### REQUIREMENT
Would you filter the listing below so that only lines with the word "instance" remain?

================================

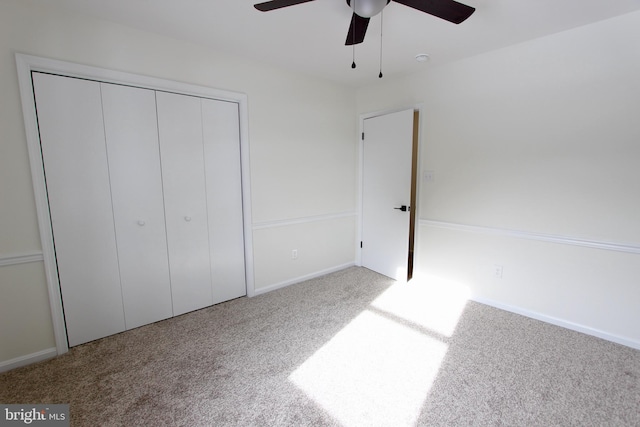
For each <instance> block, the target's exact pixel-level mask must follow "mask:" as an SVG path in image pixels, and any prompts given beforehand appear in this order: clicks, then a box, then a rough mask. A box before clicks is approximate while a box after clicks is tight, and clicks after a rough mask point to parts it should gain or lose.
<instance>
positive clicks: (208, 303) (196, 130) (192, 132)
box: [156, 92, 213, 316]
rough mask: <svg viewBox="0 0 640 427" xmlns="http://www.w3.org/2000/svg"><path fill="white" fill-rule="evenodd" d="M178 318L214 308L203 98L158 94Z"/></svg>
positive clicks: (164, 178) (175, 302) (169, 236)
mask: <svg viewBox="0 0 640 427" xmlns="http://www.w3.org/2000/svg"><path fill="white" fill-rule="evenodd" d="M156 98H157V107H158V130H159V136H160V154H161V164H162V182H163V186H164V197H165V216H166V223H167V243H168V247H169V267H170V271H171V291H172V296H173V314H174V315H175V316H177V315H179V314H182V313H186V312H188V311H192V310H197V309H199V308H202V307H206V306H209V305H211V304H212V303H213V302H212V301H213V300H212V295H211V272H210V268H211V267H210V262H209V239H208V224H207V221H208V220H207V196H206V188H205V171H204V154H203V144H202V118H201V114H202V113H201V108H200V99H199V98H195V97H191V96H186V95H177V94H172V93H166V92H158V93H157V94H156Z"/></svg>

================================

### ANSWER SPACE
For each <instance> block, the target's exact pixel-level mask must follow "mask:" as an SVG path in image pixels, and any prompts given beforehand appear in this order: clicks, then a box, then a rough mask. A box before clicks is approximate while a box after clicks is tight, and clicks after a rough mask point to parts it should gain or lose.
<instance>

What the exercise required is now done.